_Task requirements:_ Write out all of the data without omission, exactly as shown.

_Provided information:_
(begin)

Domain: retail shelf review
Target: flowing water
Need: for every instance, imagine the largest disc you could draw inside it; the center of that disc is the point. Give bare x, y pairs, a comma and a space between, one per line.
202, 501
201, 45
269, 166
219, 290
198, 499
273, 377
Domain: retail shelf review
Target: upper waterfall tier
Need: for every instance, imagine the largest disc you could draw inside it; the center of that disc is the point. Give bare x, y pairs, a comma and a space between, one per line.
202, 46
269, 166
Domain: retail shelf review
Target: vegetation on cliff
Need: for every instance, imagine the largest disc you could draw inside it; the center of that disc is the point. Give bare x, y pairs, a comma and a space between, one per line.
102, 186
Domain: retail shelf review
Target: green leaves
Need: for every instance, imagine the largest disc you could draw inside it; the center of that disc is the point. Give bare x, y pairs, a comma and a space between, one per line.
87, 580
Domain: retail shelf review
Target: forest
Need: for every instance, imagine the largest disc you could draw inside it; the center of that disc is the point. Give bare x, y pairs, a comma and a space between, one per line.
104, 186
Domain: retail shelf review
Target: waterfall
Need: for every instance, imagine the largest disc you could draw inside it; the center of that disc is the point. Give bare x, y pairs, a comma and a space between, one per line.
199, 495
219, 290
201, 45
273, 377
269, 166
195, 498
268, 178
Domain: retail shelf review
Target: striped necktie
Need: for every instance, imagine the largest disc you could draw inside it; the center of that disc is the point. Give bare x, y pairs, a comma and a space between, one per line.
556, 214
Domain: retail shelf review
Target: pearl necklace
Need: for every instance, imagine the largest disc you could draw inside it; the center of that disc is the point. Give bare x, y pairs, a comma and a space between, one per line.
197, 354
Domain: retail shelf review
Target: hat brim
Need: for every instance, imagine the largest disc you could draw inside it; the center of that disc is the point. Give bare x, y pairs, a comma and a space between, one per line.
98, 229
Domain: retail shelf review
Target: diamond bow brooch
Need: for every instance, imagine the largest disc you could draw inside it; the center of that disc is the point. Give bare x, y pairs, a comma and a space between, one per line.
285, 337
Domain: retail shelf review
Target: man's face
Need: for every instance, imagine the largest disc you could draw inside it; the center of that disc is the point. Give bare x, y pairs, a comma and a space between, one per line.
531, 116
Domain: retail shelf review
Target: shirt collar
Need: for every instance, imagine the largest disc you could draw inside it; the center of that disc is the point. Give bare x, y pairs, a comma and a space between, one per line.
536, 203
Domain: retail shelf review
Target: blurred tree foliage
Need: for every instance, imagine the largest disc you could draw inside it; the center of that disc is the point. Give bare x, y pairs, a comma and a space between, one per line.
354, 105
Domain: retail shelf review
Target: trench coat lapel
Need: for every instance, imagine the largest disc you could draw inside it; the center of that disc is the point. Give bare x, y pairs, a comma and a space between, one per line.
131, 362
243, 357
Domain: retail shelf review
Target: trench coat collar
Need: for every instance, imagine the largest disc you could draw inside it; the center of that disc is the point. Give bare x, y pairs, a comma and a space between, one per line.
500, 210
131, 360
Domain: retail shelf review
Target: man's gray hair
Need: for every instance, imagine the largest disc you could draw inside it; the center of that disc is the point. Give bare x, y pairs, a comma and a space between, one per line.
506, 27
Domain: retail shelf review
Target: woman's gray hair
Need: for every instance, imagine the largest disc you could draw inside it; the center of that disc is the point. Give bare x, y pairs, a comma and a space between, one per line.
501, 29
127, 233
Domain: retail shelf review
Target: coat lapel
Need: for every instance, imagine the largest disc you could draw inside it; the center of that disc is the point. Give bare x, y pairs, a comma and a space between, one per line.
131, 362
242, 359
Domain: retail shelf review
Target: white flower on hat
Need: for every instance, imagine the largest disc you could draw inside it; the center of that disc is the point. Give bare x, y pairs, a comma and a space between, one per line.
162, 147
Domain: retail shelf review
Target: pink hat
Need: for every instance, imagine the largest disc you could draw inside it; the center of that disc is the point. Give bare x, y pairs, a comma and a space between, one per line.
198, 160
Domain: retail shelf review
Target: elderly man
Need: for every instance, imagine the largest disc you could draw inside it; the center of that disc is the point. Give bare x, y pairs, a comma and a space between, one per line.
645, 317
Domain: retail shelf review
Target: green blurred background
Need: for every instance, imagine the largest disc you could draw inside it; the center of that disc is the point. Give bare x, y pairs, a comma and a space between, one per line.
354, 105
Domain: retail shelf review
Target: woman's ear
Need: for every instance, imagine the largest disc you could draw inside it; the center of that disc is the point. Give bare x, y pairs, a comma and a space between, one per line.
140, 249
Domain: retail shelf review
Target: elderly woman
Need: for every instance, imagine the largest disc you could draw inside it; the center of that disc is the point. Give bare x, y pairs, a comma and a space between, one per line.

(end)

_Answer below:_
Domain: retail shelf review
Target: flowing water
Need: for every instance, imagine the largest disc you could draw inside it; the center of that disc is the point. Give bare x, y pairs, a comma and a space between, one per line.
202, 501
201, 45
269, 166
219, 290
198, 499
273, 377
Domain: retail shelf review
Target: upper waterfall tier
Need: for every instance, imagine the largest disc you could draw inside it; the center of that disc is the point. Give bare x, y pairs, a comma and a space between, one per line.
202, 46
269, 166
Domain: retail shelf review
Target: vegetation on cliff
Need: for every instance, imagine the largest disc you could draw inside it; the center of that disc is the point. Give bare x, y pairs, a comma and a space between, one per line.
102, 186
Domain: retail shelf review
Target: green leaves
Need: for every instance, imagine the largest disc you could draw inside it; the center of that disc is the point. Give bare x, y pairs, a comma and a space between, one per line.
87, 580
Domain: retail shelf review
Target: forest
Need: for every instance, imagine the largest disc you could draw inside it; the center of that disc is the point. Give bare x, y pairs, a comma and a space between, one per line.
104, 186
Domain: retail shelf review
Target: waterfall
Need: for every instance, imagine the largest disc you could draw inside it; the center of that disc is the point. Give bare x, y pairs, a comma and a space between, one per line.
199, 495
219, 290
201, 45
273, 377
269, 166
195, 498
268, 178
Domain: retail shelf review
Target: striped necktie
Need: for every instance, imagine the largest disc you could draw inside it; the center of that disc is the point. Give bare x, y pairs, a comma and a space between, one per line.
556, 214
Domain: retail shelf review
Target: pearl necklace
Need: for every instance, imagine the largest disc you could draw inside it; the center of that disc is the point. Give bare x, y pairs, a comma and a space between, one per line.
197, 354
Domain: retail shelf review
Target: hat brim
Need: for every instance, imagine the largest disc you could draw inside it; the center of that disc is the point. Give bare x, y pairs, a comma and a space between, one per line.
98, 229
Domain: retail shelf review
Target: diamond bow brooch
Need: for every instance, imagine the largest disc you could draw inside it; the center of that disc is the point. Give bare x, y pairs, a comma and a space between, one per line.
285, 337
Domain: retail shelf review
Target: man's face
Need: for every instance, imagine the largest disc you could draw inside it; the center of that disc is the point. Give bare x, y pairs, a comma and a space between, one per line.
531, 116
Domain: retail shelf review
Target: shirt collar
Need: for every instance, imagine the largest disc you could draw inside it; the center of that disc is the point. Give bare x, y pairs, a comma and a space between, one per line.
536, 203
Domain: retail shelf review
Target: blurred tree foliage
Need: for every instance, imagine the largest disc you could draw inside it; the center of that disc is the point. Give bare x, y pairs, a comma and a space between, one per line.
354, 105
Domain: retail shelf review
Target: trench coat lapel
Need: for every instance, imagine the largest disc you could draw inside it; the center of that disc is the point. Give bare x, y pairs, a comma and a space between, one per line.
131, 362
243, 357
Domain: retail shelf review
Target: trench coat collar
Need: for every instance, imagine the largest disc you could draw inside it; the center of that disc is the point. Give bare x, y pairs, a comma and a space between, one per line.
500, 210
131, 360
Domain: retail shelf review
Target: man's gray hair
Need: for every instance, imagine the largest disc you could draw inside it; the center of that disc is the point. Give bare x, y pairs, a comma and a space between, one per line.
506, 27
Domain: retail shelf review
Target: woman's gray hair
Need: for every instance, imagine the largest disc you could draw inside it; the center of that disc is the point. Give bare x, y pairs, a comma and a space between, one per line.
501, 29
127, 233
Domain: retail shelf review
Target: coat lapel
Need: for every instance, imagine the largest disc you could draw inside it; the center of that disc is the point. Give bare x, y pairs, a comma and a space between, one per line.
131, 362
242, 359
Domain: retail shelf review
Target: white flower on hat
Need: for every instance, imagine the largest disc you could draw inside it; the center of that disc is the point. Give bare x, y pairs, a comma and a space between, one per line.
162, 147
Domain: retail shelf review
Target: pink hat
Need: for every instance, imagine the largest disc you could draw inside it; the center of that disc is the point. Give bare x, y pairs, a comma and a space between, one per line.
198, 160
Domain: retail shelf review
Target: elderly man
Need: for every instance, imagine the largest disc you could draw inside it; the center of that disc is the point. Give bare x, y pairs, a comma and a space between, one per line.
645, 317
Domain: retail shelf review
Target: green blurred background
Need: for every instance, imagine the largest disc you could draw inside it; the center of that disc is the point. Give bare x, y pairs, a comma and a space between, one per line.
354, 105
Domain: retail shelf review
Target: woman's ear
Need: for every instance, imagine the largest disc you could draw inside it; the center of that disc is the point. Give bare x, y pairs, a comma and a space between, one per line.
140, 249
Domain: retail shelf review
Target: elderly woman
Need: for every instance, imagine the largest disc you could draw inside it; the center of that disc is the point. Give bare x, y pairs, a comma and a space between, one per line.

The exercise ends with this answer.